> [SUPPLIED ENTRIES]:
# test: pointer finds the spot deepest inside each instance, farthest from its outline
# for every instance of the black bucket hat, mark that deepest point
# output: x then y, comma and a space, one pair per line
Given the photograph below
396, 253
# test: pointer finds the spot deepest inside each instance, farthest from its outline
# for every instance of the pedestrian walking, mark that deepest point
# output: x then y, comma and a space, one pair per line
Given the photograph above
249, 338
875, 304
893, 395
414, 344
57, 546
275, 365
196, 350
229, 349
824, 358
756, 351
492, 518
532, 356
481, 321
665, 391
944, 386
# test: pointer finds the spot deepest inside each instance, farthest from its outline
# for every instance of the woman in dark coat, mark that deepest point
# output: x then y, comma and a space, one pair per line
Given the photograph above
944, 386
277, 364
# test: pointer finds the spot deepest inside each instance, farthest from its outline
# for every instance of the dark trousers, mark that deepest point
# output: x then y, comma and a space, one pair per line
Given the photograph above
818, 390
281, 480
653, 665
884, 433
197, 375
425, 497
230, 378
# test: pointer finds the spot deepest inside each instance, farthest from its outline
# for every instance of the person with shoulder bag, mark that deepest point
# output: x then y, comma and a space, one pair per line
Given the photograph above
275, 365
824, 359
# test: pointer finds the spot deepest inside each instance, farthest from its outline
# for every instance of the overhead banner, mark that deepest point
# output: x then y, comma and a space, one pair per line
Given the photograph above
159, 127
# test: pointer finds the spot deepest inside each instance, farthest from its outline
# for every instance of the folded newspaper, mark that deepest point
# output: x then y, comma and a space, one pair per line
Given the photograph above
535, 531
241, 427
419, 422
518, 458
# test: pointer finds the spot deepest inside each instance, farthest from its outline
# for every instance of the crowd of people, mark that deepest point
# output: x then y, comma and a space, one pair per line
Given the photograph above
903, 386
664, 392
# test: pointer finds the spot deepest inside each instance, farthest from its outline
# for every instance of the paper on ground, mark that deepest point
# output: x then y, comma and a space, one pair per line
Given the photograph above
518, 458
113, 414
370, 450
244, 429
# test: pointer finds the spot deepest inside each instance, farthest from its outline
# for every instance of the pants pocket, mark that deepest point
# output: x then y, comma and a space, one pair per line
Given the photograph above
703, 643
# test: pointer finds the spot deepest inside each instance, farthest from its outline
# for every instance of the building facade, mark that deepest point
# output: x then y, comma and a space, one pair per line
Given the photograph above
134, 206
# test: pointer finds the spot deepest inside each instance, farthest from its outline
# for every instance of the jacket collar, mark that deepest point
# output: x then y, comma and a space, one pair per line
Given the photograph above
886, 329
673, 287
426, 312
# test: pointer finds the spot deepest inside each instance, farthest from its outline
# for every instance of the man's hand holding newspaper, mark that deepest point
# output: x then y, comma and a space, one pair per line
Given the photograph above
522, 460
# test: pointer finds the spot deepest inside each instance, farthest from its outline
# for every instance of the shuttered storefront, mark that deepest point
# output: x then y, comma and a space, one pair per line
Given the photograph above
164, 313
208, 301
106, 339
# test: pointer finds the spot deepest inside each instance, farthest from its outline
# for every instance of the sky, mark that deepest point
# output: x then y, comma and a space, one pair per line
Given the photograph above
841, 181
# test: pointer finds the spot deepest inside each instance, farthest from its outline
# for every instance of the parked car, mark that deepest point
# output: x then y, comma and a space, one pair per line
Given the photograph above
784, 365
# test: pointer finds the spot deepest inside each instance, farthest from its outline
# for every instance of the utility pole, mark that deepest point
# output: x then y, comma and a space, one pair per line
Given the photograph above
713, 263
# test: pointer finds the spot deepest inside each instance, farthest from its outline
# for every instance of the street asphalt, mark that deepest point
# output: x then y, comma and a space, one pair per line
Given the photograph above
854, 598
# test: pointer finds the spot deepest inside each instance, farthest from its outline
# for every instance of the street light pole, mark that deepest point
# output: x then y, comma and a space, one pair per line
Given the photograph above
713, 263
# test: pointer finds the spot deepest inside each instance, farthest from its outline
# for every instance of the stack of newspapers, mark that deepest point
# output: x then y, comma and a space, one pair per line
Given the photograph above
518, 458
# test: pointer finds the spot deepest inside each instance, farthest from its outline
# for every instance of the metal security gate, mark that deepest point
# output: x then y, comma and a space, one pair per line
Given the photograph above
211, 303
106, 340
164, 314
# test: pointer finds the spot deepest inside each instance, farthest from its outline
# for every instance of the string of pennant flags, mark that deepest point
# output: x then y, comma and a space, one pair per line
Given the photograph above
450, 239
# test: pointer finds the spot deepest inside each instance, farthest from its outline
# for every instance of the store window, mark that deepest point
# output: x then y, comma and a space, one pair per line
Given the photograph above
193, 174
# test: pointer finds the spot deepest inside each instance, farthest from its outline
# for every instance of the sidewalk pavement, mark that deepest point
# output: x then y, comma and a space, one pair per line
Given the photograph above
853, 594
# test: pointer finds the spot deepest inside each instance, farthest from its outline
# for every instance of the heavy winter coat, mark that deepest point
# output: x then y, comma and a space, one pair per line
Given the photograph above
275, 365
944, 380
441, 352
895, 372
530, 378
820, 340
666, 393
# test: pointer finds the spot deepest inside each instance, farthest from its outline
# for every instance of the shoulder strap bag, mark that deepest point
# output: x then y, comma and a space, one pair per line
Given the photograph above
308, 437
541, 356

> [EXERCISE]: Pick out each line of the records above that contains the word "coat" and copy it. Matching is case-sensitive.

> [EXERCISE RESULT]:
# for every instance of the woman in dark coat, mark that deepest point
# for every instance of the heavy winter coat, mark that deepest point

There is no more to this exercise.